- _TASK ITEM_
Repeat nothing but the lines below running from the one containing "of the finger" to the one containing "instance of the ear". Keep both end lines.

- _RECORDS FOR THIS TASK_
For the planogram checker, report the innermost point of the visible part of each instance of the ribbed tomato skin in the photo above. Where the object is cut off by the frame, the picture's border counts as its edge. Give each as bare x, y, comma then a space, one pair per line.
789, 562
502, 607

...

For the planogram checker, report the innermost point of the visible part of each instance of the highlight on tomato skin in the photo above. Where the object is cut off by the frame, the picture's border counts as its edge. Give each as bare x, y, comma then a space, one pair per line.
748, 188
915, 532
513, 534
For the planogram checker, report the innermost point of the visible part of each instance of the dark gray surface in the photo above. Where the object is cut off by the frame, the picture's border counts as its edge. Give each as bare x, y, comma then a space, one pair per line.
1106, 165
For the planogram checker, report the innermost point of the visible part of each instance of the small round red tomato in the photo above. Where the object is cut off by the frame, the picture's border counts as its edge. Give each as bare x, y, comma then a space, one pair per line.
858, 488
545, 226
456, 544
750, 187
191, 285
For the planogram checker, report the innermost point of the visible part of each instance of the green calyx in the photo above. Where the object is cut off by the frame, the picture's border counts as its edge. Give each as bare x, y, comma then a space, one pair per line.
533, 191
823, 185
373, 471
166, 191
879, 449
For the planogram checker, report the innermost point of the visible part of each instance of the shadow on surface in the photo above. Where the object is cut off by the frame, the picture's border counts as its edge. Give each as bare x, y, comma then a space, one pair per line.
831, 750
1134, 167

--

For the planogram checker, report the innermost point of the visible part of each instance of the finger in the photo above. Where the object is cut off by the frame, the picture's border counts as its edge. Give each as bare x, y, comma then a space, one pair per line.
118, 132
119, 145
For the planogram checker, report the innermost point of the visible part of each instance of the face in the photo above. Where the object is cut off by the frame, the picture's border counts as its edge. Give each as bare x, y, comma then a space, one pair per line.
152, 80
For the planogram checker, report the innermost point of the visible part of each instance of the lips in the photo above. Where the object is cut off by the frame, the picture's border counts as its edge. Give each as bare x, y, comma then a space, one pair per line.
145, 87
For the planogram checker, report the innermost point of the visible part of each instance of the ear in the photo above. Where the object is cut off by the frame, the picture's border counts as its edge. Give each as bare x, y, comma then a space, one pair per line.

- _ANSWER TO THIS TASK_
For the planogram checker, report the innermost point of the visible part of each instance of the finger in the photo above. Where the object is cut off by the frame, the picture's border counts as its edge. Give each as bare x, y, comma then a space, one pair per line.
118, 132
119, 145
For the planogram checker, report the innermost point of the visible part of each instance of the face in the photo above. Where the object is cut off by the frame, the picture's border counts as its edge. Give each as bare x, y, comma then a space, one pair per line.
152, 80
For the planogram checker, report the innermost point of the visible part of each instance of the lips in the photo above. Where the object is cut off by the frame, the picture's border counts as its edge. Give each as bare x, y, comma then a space, one pair per line.
145, 87
For the planogram checker, report the innermost point of the visible part of each instance of the ear in the photo above. Where the object is cut off by the frame, the picture's border counts as its edge. Give each as bare x, y, comma then a space, one pair per line.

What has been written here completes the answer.